**INSTRUCTIONS TO FOLLOW:** Repeat all of the entries below without changing a single character.

++++ STORED DATA

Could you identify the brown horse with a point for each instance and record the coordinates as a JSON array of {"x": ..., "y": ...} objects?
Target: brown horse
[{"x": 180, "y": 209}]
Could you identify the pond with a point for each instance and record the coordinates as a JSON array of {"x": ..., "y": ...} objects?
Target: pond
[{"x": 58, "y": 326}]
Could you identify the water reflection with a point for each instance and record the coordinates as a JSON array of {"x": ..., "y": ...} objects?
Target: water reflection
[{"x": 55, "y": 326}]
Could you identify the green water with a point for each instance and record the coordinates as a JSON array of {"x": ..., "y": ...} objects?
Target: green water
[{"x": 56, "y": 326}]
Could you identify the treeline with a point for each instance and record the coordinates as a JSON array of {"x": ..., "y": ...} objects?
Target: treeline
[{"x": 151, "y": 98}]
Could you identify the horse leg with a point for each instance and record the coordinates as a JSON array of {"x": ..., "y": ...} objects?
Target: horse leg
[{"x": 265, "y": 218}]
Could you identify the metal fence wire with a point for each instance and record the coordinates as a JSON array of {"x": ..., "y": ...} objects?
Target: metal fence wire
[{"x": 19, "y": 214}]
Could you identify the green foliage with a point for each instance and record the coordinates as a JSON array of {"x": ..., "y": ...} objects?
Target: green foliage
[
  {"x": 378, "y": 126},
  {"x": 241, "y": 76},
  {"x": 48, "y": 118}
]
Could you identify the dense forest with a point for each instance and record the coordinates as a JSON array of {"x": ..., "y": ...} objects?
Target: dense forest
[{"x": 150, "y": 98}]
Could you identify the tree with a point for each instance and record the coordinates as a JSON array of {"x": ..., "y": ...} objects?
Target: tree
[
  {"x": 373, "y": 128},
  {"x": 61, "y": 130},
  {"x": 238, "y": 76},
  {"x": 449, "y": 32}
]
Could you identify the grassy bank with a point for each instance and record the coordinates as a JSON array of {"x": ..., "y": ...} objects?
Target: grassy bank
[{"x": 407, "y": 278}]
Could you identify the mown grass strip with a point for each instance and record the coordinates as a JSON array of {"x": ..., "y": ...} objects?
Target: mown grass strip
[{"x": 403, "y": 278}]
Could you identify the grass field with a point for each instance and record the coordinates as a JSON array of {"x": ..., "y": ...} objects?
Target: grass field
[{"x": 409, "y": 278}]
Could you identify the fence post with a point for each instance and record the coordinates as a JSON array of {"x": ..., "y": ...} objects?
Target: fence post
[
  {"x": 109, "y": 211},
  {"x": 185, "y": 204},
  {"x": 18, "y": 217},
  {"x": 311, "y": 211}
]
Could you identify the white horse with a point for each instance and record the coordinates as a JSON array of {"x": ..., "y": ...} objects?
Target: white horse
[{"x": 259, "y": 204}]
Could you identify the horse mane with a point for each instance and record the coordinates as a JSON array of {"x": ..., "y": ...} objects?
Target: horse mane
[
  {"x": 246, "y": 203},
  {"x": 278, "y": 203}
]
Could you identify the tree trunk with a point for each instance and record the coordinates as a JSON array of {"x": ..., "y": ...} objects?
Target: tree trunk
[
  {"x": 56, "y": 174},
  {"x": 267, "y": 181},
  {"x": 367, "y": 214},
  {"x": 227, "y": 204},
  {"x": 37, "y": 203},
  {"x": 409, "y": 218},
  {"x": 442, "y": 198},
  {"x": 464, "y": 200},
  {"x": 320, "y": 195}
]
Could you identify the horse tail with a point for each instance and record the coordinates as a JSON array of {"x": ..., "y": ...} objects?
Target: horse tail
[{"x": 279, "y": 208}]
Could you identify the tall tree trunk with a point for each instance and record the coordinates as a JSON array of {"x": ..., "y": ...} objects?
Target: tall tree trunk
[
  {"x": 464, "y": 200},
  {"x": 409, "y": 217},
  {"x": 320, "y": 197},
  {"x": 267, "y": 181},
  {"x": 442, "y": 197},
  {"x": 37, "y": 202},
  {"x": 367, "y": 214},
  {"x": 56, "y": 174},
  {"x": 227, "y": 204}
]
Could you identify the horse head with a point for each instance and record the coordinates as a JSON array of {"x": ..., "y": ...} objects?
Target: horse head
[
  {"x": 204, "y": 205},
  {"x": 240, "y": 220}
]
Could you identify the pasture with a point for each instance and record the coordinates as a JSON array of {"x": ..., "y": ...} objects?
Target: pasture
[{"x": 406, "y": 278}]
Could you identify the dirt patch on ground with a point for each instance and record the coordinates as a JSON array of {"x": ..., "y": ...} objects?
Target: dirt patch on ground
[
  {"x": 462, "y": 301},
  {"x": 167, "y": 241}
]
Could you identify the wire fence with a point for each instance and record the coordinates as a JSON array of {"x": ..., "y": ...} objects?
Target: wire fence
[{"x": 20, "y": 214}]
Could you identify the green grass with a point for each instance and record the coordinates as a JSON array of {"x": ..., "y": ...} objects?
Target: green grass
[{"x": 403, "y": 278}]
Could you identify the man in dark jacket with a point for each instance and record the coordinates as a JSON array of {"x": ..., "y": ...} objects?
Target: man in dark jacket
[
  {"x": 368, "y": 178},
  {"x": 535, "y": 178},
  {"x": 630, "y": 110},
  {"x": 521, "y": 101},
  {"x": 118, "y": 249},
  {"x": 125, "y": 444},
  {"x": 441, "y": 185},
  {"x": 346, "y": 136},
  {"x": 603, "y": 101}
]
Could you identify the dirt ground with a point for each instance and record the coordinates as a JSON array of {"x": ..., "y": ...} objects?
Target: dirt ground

++++++++

**PROBLEM SOLUTION:**
Could you identify the brown horse with a point for each instance and record the coordinates as a JSON array of {"x": ..., "y": ...} objects?
Target: brown horse
[{"x": 180, "y": 209}]
Could you identify the pond with a point for each instance and record the coordinates as a JSON array of {"x": ..., "y": ...} objects?
Target: pond
[{"x": 58, "y": 326}]
Could you identify the water reflection with a point for each instance and record the coordinates as a JSON array of {"x": ..., "y": ...} objects?
Target: water reflection
[{"x": 55, "y": 326}]
Could you identify the green water with a point for each instance and record the coordinates as a JSON array of {"x": ..., "y": ...} objects?
Target: green water
[{"x": 56, "y": 326}]
Could you identify the treeline with a point for each instance and record the coordinates as a JSON array of {"x": ..., "y": ...} objects?
Target: treeline
[{"x": 151, "y": 98}]
Could you identify the horse leg with a point for each instance and record the coordinates as a JSON array of {"x": ..., "y": ...} objects?
Target: horse leg
[{"x": 265, "y": 218}]
Could you identify the metal fence wire with a point for each instance and record the coordinates as a JSON array of {"x": ..., "y": ...} objects?
Target: metal fence wire
[{"x": 19, "y": 214}]
Could you identify the green foliage with a point for each instance and record the coordinates as a JSON array of {"x": ..., "y": ...} objects?
Target: green foliage
[
  {"x": 378, "y": 126},
  {"x": 241, "y": 76},
  {"x": 48, "y": 118}
]
Could you identify the dense forest with a point for each instance and record the coordinates as a JSON array of {"x": ..., "y": ...} objects?
Target: dense forest
[{"x": 150, "y": 98}]
Could you identify the tree with a point for each instance and record the coordinates as a JSON array of {"x": ..., "y": ...} objects?
Target: tree
[
  {"x": 373, "y": 128},
  {"x": 61, "y": 130},
  {"x": 238, "y": 76},
  {"x": 449, "y": 32}
]
Could you identify the grassy bank with a point for each instance and record the coordinates as a JSON array of {"x": ..., "y": ...} objects?
Target: grassy bank
[{"x": 407, "y": 278}]
Could you identify the mown grass strip with a point for each instance and record the coordinates as a JSON array of {"x": ..., "y": ...} objects?
Target: mown grass strip
[{"x": 403, "y": 278}]
Could you identify the grass field with a point for each instance and record the coordinates as a JSON array of {"x": ..., "y": ...} objects?
Target: grass field
[{"x": 409, "y": 278}]
Could you identify the fence post with a point for each instance and record the coordinates as a JSON array of {"x": ..., "y": ...} objects?
Target: fence post
[
  {"x": 109, "y": 211},
  {"x": 185, "y": 204},
  {"x": 18, "y": 217},
  {"x": 311, "y": 211}
]
Could you identify the white horse with a point for each instance and record the coordinates as a JSON array of {"x": ..., "y": ...} objects?
Target: white horse
[{"x": 259, "y": 204}]
Could you identify the horse mane with a point for each instance and record the coordinates as a JSON array of {"x": ..., "y": ...} objects?
Target: horse mane
[
  {"x": 246, "y": 203},
  {"x": 278, "y": 203}
]
Could you identify the tree trunk with a point for each instance and record the coordinates as a JSON array of {"x": ..., "y": ...} objects?
Target: tree trunk
[
  {"x": 56, "y": 174},
  {"x": 267, "y": 181},
  {"x": 367, "y": 214},
  {"x": 227, "y": 204},
  {"x": 37, "y": 203},
  {"x": 409, "y": 218},
  {"x": 442, "y": 198},
  {"x": 464, "y": 200},
  {"x": 320, "y": 195}
]
Could you identify the horse tail with a point for each instance and record the coordinates as a JSON array of {"x": ..., "y": ...} objects?
Target: horse tail
[{"x": 279, "y": 208}]
Could you identify the tall tree trunk with a point for each instance and record the coordinates as a JSON array of {"x": ..., "y": ...} objects?
Target: tall tree trunk
[
  {"x": 464, "y": 200},
  {"x": 409, "y": 217},
  {"x": 320, "y": 197},
  {"x": 267, "y": 181},
  {"x": 442, "y": 197},
  {"x": 37, "y": 202},
  {"x": 367, "y": 214},
  {"x": 56, "y": 174},
  {"x": 227, "y": 204}
]
Could you identify the horse head with a point for each instance and record the coordinates as a JSON array of {"x": ..., "y": ...} objects?
Target: horse head
[
  {"x": 204, "y": 205},
  {"x": 240, "y": 220}
]
Could you identify the pasture with a point for each instance and record the coordinates as a JSON array of {"x": ..., "y": ...} objects?
Target: pasture
[{"x": 406, "y": 278}]
Could you identify the dirt patch on ground with a point for each instance and record the coordinates as a JSON array of {"x": ..., "y": ...} objects?
Target: dirt patch on ground
[
  {"x": 462, "y": 301},
  {"x": 167, "y": 241}
]
Could you identify the wire fence with a point for each instance and record the coordinates as a JSON array of {"x": ..., "y": ...} objects?
Target: wire fence
[{"x": 20, "y": 214}]
Could you identify the green grass with a point for each instance and record the coordinates as a JSON array of {"x": ..., "y": ...} objects?
Target: green grass
[{"x": 403, "y": 278}]
Could you identify the man in dark jacket with a point for each instance and record the coordinates as a JSON array of {"x": ..., "y": ...} objects?
Target: man in dark jacket
[
  {"x": 368, "y": 178},
  {"x": 535, "y": 178},
  {"x": 630, "y": 110},
  {"x": 521, "y": 101},
  {"x": 118, "y": 249},
  {"x": 125, "y": 444},
  {"x": 441, "y": 185},
  {"x": 346, "y": 136},
  {"x": 603, "y": 101}
]
Could you identify the dirt ground with a point for each instance and record the coordinates as a JSON array of {"x": ..., "y": ...} objects?
Target: dirt ground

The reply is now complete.